---------- Material provided

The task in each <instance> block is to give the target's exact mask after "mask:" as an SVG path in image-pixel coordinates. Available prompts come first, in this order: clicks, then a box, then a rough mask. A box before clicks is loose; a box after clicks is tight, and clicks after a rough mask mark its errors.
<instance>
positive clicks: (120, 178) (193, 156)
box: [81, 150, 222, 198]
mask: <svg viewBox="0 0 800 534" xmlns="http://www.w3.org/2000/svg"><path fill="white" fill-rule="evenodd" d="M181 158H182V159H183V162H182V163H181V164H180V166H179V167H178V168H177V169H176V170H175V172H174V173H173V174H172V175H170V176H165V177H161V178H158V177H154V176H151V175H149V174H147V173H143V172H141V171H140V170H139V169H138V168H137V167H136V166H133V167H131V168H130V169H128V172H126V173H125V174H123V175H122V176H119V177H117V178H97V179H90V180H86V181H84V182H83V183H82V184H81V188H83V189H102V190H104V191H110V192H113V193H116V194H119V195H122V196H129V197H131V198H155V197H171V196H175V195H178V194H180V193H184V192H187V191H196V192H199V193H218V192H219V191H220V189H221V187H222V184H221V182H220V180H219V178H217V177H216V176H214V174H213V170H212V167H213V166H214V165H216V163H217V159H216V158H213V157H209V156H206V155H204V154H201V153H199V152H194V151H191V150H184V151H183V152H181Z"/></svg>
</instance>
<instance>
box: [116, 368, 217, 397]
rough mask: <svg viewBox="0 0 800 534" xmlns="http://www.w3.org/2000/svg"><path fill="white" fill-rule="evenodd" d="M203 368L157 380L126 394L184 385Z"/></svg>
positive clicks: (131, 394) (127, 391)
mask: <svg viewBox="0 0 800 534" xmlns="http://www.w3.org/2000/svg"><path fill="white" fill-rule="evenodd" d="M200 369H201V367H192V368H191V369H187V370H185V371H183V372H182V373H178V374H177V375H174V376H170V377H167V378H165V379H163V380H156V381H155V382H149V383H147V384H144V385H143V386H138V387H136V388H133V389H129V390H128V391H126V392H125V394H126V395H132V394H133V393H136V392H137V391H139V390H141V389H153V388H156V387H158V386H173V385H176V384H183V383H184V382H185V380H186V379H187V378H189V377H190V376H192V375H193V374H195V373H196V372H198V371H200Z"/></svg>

--------------------

Try it
In the data above, find the line with "box: [116, 368, 217, 397]" and the line with "rough mask: <svg". Retype both, plus every line between them, exactly.

Result of this task
box: [116, 368, 217, 397]
rough mask: <svg viewBox="0 0 800 534" xmlns="http://www.w3.org/2000/svg"><path fill="white" fill-rule="evenodd" d="M203 368L157 380L126 394L184 385Z"/></svg>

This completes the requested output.